Records shown:
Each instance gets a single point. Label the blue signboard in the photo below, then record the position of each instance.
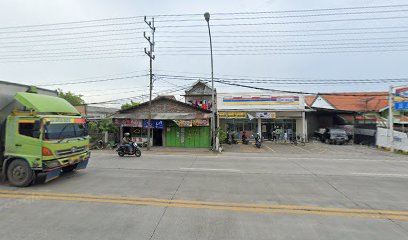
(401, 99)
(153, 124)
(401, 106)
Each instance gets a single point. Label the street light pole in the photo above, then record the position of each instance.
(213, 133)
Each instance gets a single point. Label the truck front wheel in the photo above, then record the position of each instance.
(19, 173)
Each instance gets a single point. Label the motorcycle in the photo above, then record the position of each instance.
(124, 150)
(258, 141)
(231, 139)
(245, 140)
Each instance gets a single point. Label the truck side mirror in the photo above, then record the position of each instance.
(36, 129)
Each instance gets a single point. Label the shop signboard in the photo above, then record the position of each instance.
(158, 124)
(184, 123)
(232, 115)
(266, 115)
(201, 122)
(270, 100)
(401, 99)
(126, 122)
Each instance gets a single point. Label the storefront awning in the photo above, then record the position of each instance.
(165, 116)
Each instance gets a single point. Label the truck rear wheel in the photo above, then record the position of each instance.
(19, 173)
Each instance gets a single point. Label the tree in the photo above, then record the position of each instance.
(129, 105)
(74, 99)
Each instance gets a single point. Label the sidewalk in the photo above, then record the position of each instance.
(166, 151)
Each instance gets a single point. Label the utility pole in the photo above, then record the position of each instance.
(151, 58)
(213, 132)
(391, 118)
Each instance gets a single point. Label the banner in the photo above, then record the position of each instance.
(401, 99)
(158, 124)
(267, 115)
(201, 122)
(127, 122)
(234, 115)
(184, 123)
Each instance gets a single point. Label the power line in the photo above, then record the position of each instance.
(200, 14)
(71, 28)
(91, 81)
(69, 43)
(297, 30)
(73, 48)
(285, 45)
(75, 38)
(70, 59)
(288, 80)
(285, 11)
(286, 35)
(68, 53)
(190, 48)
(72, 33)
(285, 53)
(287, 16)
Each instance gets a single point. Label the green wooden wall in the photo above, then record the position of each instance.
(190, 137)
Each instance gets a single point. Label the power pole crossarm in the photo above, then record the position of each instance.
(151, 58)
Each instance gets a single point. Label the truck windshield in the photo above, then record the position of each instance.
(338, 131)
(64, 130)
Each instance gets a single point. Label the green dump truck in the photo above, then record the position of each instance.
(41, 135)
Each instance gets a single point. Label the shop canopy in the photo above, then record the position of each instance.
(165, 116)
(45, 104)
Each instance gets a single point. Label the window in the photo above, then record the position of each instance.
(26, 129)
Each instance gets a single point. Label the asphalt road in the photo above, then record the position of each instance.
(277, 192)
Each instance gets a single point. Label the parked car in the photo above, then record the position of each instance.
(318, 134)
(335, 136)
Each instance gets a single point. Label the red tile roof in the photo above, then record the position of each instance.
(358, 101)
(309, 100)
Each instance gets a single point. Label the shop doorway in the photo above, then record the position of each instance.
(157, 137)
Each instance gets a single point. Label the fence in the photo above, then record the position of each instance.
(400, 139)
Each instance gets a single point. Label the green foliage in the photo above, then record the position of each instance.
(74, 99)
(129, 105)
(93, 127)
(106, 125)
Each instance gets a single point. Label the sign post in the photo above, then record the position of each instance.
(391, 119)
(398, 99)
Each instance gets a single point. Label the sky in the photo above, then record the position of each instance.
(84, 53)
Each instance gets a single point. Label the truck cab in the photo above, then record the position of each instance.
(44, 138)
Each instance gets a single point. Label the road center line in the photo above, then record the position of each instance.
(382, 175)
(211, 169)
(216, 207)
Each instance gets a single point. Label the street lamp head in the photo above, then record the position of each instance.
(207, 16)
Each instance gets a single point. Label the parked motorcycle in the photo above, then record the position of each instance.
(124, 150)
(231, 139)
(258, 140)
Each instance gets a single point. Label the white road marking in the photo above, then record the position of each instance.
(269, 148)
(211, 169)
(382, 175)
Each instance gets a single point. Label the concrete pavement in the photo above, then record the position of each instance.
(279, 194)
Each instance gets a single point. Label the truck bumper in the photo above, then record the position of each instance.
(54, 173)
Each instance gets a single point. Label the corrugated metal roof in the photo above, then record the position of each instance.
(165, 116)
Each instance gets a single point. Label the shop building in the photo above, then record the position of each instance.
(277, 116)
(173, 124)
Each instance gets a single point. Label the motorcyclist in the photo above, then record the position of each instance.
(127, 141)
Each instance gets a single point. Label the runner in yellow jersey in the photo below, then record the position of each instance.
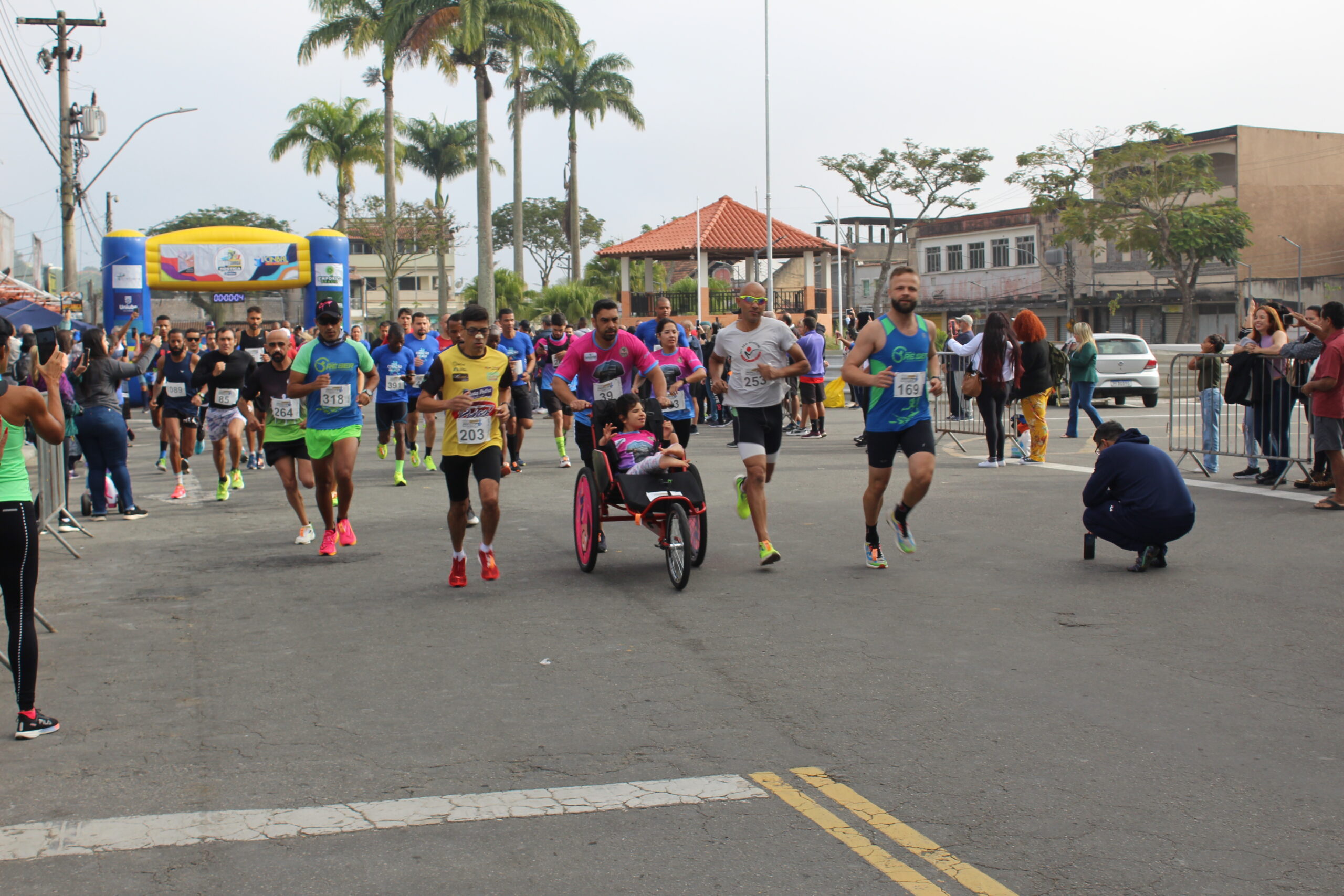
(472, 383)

Given problem: Beginning at the line with "Each instance gets a single point. Label the truck bumper" and ending at the last line of the listing above, retype each line exactly, including those two lines. Leave the pictures out.

Output:
Each instance gets a single point. Label the truck bumper in the photo above, then record the position of each instance.
(54, 173)
Each instance gets a single point. Label the corrugated metal roof in the photo above, then record the position of each instance.
(165, 116)
Each instance gets a single point. Label the shop building in the photo above, then record the position of each instance.
(277, 116)
(173, 124)
Each instance gets a single point. Label the motorcyclist in the photo above, then record the position of each instance.
(127, 141)
Each instance gets a single point. Label the runner in yellow jersey in the photo below, then record the position of each instance.
(472, 383)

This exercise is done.